* [Problem requirements]
Please return the entries, omitting and altering nothing.

-------- Data for analysis --------

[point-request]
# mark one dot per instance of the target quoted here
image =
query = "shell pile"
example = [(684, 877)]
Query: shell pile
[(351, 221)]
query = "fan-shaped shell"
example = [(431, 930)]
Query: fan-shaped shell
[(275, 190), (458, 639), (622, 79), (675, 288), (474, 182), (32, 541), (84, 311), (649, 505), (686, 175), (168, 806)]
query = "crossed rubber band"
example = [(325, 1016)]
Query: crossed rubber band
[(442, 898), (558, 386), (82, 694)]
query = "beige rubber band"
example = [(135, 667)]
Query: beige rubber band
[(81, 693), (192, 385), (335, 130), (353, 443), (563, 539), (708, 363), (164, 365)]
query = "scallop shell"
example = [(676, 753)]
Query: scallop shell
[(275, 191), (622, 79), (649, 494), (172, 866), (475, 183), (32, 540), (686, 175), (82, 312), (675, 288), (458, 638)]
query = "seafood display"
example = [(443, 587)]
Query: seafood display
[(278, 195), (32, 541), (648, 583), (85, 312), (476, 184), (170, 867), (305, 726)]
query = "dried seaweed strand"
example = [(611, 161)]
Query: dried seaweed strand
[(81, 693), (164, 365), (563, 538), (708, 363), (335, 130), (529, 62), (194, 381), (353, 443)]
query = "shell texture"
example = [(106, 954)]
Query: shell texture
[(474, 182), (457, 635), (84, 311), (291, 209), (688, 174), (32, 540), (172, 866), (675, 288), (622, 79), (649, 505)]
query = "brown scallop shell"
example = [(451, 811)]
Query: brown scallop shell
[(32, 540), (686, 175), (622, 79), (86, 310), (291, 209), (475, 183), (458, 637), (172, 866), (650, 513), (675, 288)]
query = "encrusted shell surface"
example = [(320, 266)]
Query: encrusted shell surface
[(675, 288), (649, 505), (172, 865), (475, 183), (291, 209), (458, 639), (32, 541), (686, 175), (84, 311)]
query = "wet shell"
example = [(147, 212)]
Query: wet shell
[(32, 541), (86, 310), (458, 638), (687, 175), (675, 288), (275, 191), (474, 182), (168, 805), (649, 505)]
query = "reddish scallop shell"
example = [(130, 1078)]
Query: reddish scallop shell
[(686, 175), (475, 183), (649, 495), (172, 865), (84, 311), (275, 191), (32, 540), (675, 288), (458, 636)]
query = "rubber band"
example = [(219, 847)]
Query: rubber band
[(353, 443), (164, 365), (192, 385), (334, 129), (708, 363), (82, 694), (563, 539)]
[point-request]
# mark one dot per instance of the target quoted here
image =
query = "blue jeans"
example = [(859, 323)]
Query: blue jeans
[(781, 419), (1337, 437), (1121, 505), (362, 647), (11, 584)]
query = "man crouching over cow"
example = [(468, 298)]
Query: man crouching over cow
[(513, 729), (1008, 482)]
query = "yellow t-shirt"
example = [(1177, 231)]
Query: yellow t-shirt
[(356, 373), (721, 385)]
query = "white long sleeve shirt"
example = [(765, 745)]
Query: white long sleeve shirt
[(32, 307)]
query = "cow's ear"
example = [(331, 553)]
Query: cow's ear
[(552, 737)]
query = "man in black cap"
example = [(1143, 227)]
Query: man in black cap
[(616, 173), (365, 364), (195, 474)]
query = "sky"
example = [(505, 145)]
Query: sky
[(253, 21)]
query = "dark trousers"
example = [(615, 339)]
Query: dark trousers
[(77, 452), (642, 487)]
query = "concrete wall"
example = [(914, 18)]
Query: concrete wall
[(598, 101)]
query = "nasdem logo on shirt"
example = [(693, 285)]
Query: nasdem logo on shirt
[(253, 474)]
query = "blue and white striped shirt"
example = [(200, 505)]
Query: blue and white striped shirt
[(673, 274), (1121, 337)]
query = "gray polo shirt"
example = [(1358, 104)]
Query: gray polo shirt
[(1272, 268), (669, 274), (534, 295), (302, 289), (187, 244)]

--------

* [Response to this exercise]
[point-request]
# mark one dot per instance of the target quoted here
image =
query = "shell pile"
example = [(684, 877)]
Query: shell pile
[(351, 221)]
query = "fan-shaped shell"
example = [(431, 930)]
Query: fan-shaped shell
[(275, 190), (458, 639), (622, 79), (675, 288), (474, 182), (32, 541), (84, 311), (649, 505), (686, 175), (168, 806)]
query = "crossed rubber band"
example = [(325, 1016)]
Query: crossed rubber band
[(442, 898), (558, 386), (82, 694)]
query = "beige rubber band"
example = [(135, 667)]
Query: beige rubber band
[(81, 693), (192, 385), (335, 130), (353, 443), (563, 539), (708, 363), (164, 365)]
query = "scallop shell"
example = [(676, 753)]
Query: scallop shell
[(275, 191), (622, 79), (649, 494), (172, 866), (475, 183), (32, 540), (686, 175), (82, 312), (675, 288), (458, 638)]
query = "seafood display"
example = [(443, 587)]
Query: seafood display
[(278, 195), (32, 541), (648, 583), (85, 312), (476, 184), (170, 867), (305, 726)]
query = "dried seaweed strand"
example = [(611, 161)]
Query: dried seaweed strand
[(81, 693), (164, 365), (563, 538), (708, 363), (335, 130), (529, 62), (194, 381), (353, 443)]
query = "shell texture"
example = [(106, 954)]
Query: shell texture
[(474, 182), (457, 635), (84, 311), (291, 209), (688, 174), (32, 540), (172, 866), (675, 288), (622, 79), (649, 505)]
query = "brown scallop shell"
example = [(451, 811)]
Query: brown scallop shell
[(32, 540), (686, 175), (622, 79), (86, 310), (291, 209), (475, 183), (458, 637), (172, 866), (650, 513), (675, 288)]
query = "encrusted shell surface"
example = [(320, 266)]
Query: encrusted shell surface
[(675, 288), (649, 505), (172, 865), (475, 183), (291, 209), (458, 639), (32, 541), (686, 175), (84, 311)]
query = "wet shell"
example = [(147, 212)]
Query: wet shell
[(32, 541), (86, 310), (458, 638), (687, 175), (675, 288), (275, 191), (474, 182), (168, 805), (649, 505)]
query = "reddish scallop shell"
example = [(130, 1078)]
Query: reddish scallop shell
[(686, 175), (475, 183), (649, 495), (172, 865), (84, 311), (275, 191), (32, 540), (675, 288), (458, 636)]
query = "rubber band"
example = [(219, 847)]
Query: rubber band
[(353, 443), (164, 365), (192, 385), (334, 129), (708, 363), (82, 694), (563, 539)]
[point-request]
# mark one dot per instance of the target quoted here
image =
query = "blue jeans"
example = [(859, 323)]
Query: blue jeans
[(781, 419), (1337, 437), (1121, 505), (362, 647), (11, 584)]
query = "man crouching over cow"
example = [(468, 298)]
Query: man crouching over cow
[(513, 729), (1008, 482)]
query = "yellow t-shirt"
example = [(1177, 231)]
Query: yellow t-shirt
[(356, 373), (721, 385)]
query = "white long sleeve shirt"
example = [(765, 745)]
Query: white long sleeve shirt
[(32, 307)]
query = "cow's ear"
example = [(331, 553)]
Query: cow's ear
[(552, 737)]
query = "man in black cap"
example = [(1143, 227)]
Query: man in black cap
[(616, 173), (365, 364), (195, 474)]
query = "sky"
example = [(505, 145)]
Query: sky
[(253, 21)]
query = "dark trousers"
example = [(615, 339)]
Query: dark trousers
[(77, 452), (642, 487)]
query = "concrete wall"
example = [(914, 18)]
Query: concrete wall
[(598, 101)]
query = "nasdem logo on shirt"
example = [(693, 285)]
Query: nasdem logo on shirt
[(253, 474)]
query = "blue and white striped shirt"
example = [(200, 505)]
Query: blue and white striped shirt
[(673, 274), (1121, 337)]
query = "gray polo shirt"
example = [(1358, 104)]
Query: gray polo shirt
[(1272, 268), (669, 274), (534, 295), (302, 289), (187, 244)]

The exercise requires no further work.